>> START EXERCISE MATERIALS
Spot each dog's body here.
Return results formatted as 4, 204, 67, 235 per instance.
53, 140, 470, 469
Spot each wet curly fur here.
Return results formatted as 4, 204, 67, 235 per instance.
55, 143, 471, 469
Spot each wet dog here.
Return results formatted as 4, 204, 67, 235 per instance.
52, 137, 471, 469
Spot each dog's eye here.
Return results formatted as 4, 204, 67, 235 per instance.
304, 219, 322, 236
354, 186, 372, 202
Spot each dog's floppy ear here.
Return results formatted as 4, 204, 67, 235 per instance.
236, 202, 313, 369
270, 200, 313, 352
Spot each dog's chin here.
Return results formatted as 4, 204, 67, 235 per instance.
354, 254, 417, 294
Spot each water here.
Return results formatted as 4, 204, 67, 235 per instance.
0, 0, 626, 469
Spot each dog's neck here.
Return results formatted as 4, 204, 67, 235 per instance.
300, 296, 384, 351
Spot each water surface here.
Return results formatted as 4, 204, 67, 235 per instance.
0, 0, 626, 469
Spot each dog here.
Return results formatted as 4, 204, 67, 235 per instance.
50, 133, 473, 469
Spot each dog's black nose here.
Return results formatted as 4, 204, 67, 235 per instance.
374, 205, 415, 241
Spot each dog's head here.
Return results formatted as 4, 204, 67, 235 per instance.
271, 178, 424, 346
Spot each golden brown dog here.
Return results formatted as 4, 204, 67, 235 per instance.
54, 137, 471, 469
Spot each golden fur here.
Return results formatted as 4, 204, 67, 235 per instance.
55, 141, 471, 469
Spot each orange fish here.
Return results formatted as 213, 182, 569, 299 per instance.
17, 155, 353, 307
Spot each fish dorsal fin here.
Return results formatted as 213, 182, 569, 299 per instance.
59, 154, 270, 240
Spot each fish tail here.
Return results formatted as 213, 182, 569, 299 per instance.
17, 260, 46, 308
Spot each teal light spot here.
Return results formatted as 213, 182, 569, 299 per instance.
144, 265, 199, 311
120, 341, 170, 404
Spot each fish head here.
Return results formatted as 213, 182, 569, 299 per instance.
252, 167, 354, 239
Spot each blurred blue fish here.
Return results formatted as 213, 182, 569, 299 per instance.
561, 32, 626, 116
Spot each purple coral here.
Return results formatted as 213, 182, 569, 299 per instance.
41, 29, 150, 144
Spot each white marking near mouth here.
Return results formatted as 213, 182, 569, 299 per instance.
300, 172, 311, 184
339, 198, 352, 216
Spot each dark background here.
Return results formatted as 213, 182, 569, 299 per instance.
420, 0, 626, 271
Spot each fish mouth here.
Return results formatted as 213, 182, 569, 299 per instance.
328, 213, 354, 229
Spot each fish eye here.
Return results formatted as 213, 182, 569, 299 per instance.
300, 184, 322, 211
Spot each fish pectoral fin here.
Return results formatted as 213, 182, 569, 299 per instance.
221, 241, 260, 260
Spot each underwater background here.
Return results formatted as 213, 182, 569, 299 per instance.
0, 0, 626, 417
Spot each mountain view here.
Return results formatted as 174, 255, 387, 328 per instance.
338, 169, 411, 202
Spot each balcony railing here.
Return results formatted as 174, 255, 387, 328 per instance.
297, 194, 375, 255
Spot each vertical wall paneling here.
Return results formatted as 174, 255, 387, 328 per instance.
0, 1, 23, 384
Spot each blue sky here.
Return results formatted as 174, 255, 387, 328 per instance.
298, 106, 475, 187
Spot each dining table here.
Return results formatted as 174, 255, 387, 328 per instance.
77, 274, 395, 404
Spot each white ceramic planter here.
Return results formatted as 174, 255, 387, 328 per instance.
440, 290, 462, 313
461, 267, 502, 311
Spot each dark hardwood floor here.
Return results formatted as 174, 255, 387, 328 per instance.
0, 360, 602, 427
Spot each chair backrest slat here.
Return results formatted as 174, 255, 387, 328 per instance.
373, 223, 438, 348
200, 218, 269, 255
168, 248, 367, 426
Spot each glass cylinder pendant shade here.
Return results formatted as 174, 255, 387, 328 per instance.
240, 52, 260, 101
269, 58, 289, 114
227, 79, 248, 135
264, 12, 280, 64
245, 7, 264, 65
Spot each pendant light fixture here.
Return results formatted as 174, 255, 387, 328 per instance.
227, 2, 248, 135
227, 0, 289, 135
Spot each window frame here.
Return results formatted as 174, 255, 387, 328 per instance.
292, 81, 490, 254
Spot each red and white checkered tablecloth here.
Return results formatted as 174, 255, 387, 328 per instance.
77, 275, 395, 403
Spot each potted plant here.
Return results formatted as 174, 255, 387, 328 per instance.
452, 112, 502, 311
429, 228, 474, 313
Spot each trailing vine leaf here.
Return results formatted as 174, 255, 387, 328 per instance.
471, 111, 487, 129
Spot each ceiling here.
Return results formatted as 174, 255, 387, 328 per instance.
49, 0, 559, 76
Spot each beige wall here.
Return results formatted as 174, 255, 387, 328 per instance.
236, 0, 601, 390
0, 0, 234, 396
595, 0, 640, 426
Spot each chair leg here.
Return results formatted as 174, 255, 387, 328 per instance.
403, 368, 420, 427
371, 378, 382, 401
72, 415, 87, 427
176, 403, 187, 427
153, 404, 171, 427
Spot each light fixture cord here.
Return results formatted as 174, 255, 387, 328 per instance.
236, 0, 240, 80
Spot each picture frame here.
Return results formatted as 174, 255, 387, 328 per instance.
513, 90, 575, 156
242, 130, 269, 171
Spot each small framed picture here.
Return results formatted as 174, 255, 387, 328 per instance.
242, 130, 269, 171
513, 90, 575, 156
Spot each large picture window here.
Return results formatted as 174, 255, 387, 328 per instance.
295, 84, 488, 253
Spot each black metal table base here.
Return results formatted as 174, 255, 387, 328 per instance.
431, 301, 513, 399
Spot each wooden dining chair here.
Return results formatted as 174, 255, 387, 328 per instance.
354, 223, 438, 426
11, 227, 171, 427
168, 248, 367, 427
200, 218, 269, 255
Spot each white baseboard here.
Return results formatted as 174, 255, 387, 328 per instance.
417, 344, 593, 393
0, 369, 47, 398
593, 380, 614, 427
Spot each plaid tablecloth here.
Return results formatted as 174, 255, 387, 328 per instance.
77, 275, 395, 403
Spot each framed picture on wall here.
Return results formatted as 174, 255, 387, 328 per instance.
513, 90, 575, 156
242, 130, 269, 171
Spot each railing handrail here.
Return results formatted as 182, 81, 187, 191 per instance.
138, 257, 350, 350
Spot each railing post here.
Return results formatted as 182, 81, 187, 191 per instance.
>> END EXERCISE MATERIALS
> YOUR OBJECTIVE: Rewrite all of the records above, replacing "per instance" with "for each match" and leaving everything else unchanged.

> TASK RESPONSE:
Spot each dog's body here.
Return results formatted as 4, 204, 67, 235 for each match.
53, 140, 470, 469
Spot each wet curly fur here.
Return results formatted as 4, 204, 67, 235 for each match.
55, 143, 471, 469
Spot each wet dog here.
Return results formatted as 4, 204, 67, 235 for each match.
52, 137, 471, 469
Spot each dog's eye here.
Return results formatted as 4, 204, 67, 235 for each match.
304, 219, 322, 236
354, 186, 372, 202
Spot each dog's floppy ear here.
Return results formatted as 4, 204, 67, 235 for each match.
236, 202, 313, 369
270, 200, 313, 352
Spot each dog's chin here.
Return results formatted as 4, 204, 67, 235 for each match.
354, 254, 417, 294
Spot each water here.
Return results formatted as 4, 204, 67, 235 for each match.
0, 0, 626, 469
Spot each dog's neck here.
Return results formatted as 4, 204, 67, 235 for each match.
300, 296, 384, 351
Spot each water surface here.
Return results formatted as 4, 204, 67, 235 for each match.
0, 0, 626, 469
Spot each dog here.
Return results formatted as 4, 204, 67, 235 for each match.
50, 133, 473, 469
Spot each dog's black nose here.
Return results formatted as 4, 204, 67, 235 for each match.
374, 205, 415, 241
Spot each dog's head here.
Return results formatted as 4, 204, 67, 235 for each match.
271, 178, 424, 346
Spot each golden brown dog here.
Return results formatted as 4, 204, 67, 235 for each match.
54, 137, 471, 469
Spot each golden fur here.
Return results formatted as 4, 204, 67, 235 for each match.
55, 141, 471, 469
Spot each orange fish here.
Return results formatted as 213, 182, 569, 299 for each match.
17, 155, 353, 307
Spot each fish dorsal fin here.
Return results formatted as 213, 182, 569, 299 for each match.
59, 154, 270, 240
Spot each fish tail here.
Return results formatted as 213, 182, 569, 299 for each match.
17, 260, 46, 308
Spot each teal light spot here.
Return results formatted as 213, 182, 569, 299 for each match.
144, 265, 199, 311
120, 341, 170, 404
Spot each fish head here.
Return results formatted as 213, 182, 569, 299 for each match.
252, 167, 354, 239
Spot each blurred blue fish here.
Return results formatted as 213, 182, 569, 299 for each match.
561, 32, 626, 116
Spot each purple coral here.
Return results formatted as 213, 182, 569, 299 for each match.
41, 29, 150, 144
Spot each white marking near mouth here.
Return results formatted as 213, 182, 569, 299 for each match.
300, 172, 311, 184
339, 198, 352, 216
Spot each dark background here.
Return results formatted as 213, 182, 569, 299 for each match.
420, 0, 626, 271
Spot each fish mouth here.
Return results formatted as 213, 182, 569, 299 for each match.
328, 213, 354, 229
Spot each fish eye here.
Return results formatted as 213, 182, 569, 299 for each match.
300, 184, 322, 211
Spot each fish pectoral fin here.
Return results formatted as 213, 182, 569, 299 for each match.
221, 241, 260, 260
Spot each underwater background here.
Return results formatted as 213, 182, 569, 299 for each match.
0, 0, 626, 417
Spot each mountain view here.
Return results formatted as 174, 255, 387, 328 for each match.
338, 169, 411, 202
Spot each balcony railing here.
Return results formatted as 174, 255, 387, 328 for each match.
297, 194, 375, 255
Spot each vertical wall paneling here.
Return results formatted as 174, 255, 387, 328 for each match.
0, 1, 23, 384
Spot each blue sky here.
Return results formatted as 174, 255, 387, 328 for each match.
298, 106, 475, 187
Spot each dining table here.
Return results formatted as 174, 255, 387, 328 for each match.
77, 274, 395, 404
Spot each white ceramic planter here.
Return results formatted as 174, 255, 387, 328 for each match.
440, 290, 462, 313
461, 267, 502, 311
Spot each dark hardwood floor here.
Return results formatted as 174, 255, 387, 328 for each match.
0, 360, 602, 427
Spot each chair backrest slat here.
Return results formatted as 174, 255, 387, 328 for each match.
373, 223, 438, 348
200, 218, 269, 255
168, 248, 367, 426
Spot each glass cylinder pendant shade here.
Return results formatted as 174, 255, 387, 328 for each match.
240, 52, 260, 101
269, 58, 289, 114
227, 79, 248, 135
264, 12, 280, 64
245, 7, 264, 65
Spot each pendant light fixture here.
Return results formatted as 174, 255, 387, 328 for each match.
227, 2, 248, 135
227, 0, 289, 135
Spot each window frame here.
Return results formatted as 174, 255, 387, 328 for each match.
292, 81, 490, 254
Spot each red and white checkered tablecloth here.
Return results formatted as 174, 255, 387, 328 for each match.
77, 275, 395, 403
Spot each potted plant here.
Return results formatted as 174, 255, 387, 328 for each match.
452, 112, 502, 311
429, 228, 474, 313
Spot each trailing vine leaf here.
Return results formatted as 174, 255, 387, 328 for each match.
471, 111, 487, 129
Spot each ceiling here.
Return results formatted as 174, 255, 387, 328 for each match.
49, 0, 559, 76
Spot each beige wall here.
Return results formatted as 174, 255, 387, 328 for each match.
236, 0, 601, 390
0, 0, 234, 396
595, 0, 640, 426
Spot each chair leg here.
Return results formatted as 174, 255, 387, 328 for each match.
403, 368, 420, 427
371, 378, 382, 401
72, 415, 87, 427
176, 403, 187, 427
153, 404, 171, 427
Spot each light fixture cord here.
Return results formatted as 174, 255, 387, 328 for each match.
236, 0, 240, 80
Spot each picture frame here.
Return results formatted as 174, 255, 387, 328 for each match.
513, 90, 575, 156
242, 130, 269, 171
Spot each small framed picture here.
Return results formatted as 174, 255, 387, 328 for each match.
242, 130, 269, 171
513, 90, 575, 156
Spot each large picture window here.
Return results formatted as 174, 255, 387, 328 for each match.
295, 84, 488, 253
Spot each black metal table base here.
Return results formatted as 174, 255, 387, 328 for each match.
431, 301, 513, 399
Spot each wooden dining chair here.
Return results formatted as 174, 255, 387, 328 for each match.
354, 223, 438, 426
11, 227, 171, 427
168, 248, 367, 427
200, 218, 269, 255
Spot each white baseboard here.
Return results formatted as 174, 255, 387, 328 for each match.
417, 344, 593, 393
0, 369, 47, 398
593, 380, 614, 427
Spot each plaid tablecloth here.
Return results formatted as 174, 255, 387, 328 for each match.
77, 275, 395, 403
Spot each framed picture on wall here.
Return results formatted as 174, 255, 387, 328 for each match.
513, 90, 575, 156
242, 130, 269, 171
Spot each railing handrail here.
Return results formatted as 182, 81, 187, 191 for each match.
138, 257, 350, 350
Spot each railing post here.
Return results formatted as 182, 81, 187, 191 for each match.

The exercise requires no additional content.